#### WHAT TO DO
Return every line in the entries below where the word "signboard" shows up.

#### SOURCE INFORMATION
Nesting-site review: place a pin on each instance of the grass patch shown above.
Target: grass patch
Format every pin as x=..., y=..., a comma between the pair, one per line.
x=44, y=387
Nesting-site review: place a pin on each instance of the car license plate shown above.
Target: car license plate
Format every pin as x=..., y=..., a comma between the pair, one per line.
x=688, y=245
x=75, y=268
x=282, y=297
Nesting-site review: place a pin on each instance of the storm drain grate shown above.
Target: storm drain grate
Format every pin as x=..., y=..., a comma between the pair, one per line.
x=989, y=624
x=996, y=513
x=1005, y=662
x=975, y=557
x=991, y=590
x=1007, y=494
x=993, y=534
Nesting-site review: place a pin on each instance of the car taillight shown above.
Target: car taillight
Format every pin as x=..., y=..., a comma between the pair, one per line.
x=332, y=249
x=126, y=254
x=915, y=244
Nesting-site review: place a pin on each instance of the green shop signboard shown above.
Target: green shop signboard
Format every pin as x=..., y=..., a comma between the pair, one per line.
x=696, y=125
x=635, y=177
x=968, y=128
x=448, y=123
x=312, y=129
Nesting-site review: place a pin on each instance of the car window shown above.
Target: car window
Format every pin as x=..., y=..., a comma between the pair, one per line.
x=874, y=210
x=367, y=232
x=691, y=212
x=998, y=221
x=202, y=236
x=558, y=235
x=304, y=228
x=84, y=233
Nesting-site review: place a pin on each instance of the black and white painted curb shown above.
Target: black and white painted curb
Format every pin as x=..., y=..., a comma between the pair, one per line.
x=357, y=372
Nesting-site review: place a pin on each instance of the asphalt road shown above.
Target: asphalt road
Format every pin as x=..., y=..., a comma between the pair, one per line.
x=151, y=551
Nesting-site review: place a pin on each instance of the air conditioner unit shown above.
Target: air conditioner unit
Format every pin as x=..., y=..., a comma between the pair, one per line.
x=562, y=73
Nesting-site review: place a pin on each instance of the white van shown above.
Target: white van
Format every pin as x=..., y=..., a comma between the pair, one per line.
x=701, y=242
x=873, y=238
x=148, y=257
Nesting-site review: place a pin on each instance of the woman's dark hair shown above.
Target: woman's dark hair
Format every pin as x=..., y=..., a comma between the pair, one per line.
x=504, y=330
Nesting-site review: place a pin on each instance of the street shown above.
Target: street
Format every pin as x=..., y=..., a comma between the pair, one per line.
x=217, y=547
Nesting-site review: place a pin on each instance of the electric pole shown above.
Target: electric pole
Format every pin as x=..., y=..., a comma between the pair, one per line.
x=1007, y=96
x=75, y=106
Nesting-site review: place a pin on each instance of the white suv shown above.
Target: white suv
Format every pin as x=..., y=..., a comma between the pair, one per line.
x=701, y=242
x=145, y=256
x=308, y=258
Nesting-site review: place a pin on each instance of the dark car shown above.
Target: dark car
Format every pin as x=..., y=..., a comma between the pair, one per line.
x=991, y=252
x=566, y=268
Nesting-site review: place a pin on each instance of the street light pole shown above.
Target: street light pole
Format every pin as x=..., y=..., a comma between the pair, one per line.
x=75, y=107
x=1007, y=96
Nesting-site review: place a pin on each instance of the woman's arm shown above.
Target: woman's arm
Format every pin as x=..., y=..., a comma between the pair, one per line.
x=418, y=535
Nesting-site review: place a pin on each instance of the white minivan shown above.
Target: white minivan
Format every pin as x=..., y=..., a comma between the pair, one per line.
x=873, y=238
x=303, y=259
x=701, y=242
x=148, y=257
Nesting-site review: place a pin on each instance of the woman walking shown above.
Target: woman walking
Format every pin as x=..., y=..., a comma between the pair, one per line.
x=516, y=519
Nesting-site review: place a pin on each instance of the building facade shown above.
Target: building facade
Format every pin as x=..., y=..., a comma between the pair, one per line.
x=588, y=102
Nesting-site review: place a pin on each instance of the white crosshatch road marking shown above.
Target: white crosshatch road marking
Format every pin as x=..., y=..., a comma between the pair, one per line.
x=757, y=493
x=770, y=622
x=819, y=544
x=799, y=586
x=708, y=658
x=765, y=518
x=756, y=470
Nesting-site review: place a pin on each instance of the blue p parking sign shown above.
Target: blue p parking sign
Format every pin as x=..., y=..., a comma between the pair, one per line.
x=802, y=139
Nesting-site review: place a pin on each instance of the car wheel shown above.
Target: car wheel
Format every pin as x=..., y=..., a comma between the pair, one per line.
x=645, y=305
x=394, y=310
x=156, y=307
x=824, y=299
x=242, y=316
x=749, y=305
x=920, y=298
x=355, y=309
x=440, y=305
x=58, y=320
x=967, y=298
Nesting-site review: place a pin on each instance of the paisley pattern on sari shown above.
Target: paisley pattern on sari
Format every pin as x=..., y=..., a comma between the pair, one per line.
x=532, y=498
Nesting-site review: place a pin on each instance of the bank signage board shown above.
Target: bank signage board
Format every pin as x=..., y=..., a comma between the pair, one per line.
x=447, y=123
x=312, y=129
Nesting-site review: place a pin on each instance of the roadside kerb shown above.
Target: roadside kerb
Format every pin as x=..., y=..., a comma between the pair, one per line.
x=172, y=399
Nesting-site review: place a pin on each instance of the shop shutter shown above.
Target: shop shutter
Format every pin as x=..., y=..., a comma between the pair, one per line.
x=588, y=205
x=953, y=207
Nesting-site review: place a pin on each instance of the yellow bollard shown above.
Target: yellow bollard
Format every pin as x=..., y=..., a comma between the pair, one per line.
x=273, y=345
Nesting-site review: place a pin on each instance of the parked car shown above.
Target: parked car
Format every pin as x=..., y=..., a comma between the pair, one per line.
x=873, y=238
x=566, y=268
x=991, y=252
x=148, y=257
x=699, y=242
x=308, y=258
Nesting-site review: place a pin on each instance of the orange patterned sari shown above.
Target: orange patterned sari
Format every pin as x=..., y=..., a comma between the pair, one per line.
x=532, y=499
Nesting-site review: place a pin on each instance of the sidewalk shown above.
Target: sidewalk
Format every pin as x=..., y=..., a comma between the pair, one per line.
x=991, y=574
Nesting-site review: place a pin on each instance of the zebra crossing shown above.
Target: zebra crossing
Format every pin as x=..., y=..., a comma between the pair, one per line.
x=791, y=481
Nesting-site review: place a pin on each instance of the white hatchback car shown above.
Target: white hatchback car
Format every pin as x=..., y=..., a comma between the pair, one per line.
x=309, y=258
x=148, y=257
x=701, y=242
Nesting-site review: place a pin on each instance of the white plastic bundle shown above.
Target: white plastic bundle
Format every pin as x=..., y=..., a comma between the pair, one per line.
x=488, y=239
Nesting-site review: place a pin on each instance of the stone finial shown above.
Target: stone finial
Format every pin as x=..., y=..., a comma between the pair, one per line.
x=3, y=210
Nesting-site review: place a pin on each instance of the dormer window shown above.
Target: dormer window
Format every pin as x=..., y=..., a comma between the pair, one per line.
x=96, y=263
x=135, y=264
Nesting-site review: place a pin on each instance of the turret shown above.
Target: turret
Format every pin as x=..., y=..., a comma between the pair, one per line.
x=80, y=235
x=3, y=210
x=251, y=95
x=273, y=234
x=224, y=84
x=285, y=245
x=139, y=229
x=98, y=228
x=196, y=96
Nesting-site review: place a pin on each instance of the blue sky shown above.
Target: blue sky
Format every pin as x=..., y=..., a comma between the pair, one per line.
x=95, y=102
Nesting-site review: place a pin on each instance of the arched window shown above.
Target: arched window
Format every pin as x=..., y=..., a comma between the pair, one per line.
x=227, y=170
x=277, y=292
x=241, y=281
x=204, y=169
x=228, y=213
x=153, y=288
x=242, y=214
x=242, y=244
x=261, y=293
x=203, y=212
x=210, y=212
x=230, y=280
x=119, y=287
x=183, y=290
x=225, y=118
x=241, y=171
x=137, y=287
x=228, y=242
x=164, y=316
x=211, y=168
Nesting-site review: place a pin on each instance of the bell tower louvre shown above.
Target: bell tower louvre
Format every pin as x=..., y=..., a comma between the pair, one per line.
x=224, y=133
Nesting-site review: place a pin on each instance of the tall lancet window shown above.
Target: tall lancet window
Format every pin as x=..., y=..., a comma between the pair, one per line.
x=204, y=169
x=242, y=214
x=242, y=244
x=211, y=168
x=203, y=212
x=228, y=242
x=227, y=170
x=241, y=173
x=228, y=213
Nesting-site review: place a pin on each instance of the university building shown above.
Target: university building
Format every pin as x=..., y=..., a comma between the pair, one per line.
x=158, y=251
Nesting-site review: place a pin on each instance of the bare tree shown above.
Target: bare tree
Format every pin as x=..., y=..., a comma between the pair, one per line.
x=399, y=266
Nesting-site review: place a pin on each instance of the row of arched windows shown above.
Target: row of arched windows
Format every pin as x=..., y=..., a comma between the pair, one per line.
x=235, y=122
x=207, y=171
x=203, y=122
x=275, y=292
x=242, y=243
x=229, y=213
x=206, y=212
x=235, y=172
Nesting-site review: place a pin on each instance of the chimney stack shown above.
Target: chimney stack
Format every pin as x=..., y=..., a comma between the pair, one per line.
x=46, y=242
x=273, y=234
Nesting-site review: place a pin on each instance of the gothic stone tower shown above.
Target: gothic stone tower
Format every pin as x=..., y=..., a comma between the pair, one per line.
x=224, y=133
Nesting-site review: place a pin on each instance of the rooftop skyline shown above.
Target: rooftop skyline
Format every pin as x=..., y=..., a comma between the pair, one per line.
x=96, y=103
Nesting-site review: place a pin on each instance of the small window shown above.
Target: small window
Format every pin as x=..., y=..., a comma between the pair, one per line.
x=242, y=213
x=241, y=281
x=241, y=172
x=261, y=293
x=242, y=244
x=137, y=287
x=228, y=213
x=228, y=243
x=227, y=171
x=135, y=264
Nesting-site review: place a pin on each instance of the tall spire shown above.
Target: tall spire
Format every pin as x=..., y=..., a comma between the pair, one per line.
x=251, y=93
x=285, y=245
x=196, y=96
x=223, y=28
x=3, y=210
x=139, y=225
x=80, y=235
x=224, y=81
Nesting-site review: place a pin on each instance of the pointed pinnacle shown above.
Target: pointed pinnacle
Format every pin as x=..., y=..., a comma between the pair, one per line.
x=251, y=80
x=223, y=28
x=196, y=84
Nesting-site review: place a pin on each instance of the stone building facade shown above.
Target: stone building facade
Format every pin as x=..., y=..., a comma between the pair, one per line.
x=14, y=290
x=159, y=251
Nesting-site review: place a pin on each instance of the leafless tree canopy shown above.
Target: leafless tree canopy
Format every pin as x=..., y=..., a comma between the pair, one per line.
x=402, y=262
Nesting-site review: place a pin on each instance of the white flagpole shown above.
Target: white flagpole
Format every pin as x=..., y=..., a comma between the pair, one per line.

#### REPLY
Nesting-site review: place a pin on each instance of the green shop signboard shown above.
Target: green shop signboard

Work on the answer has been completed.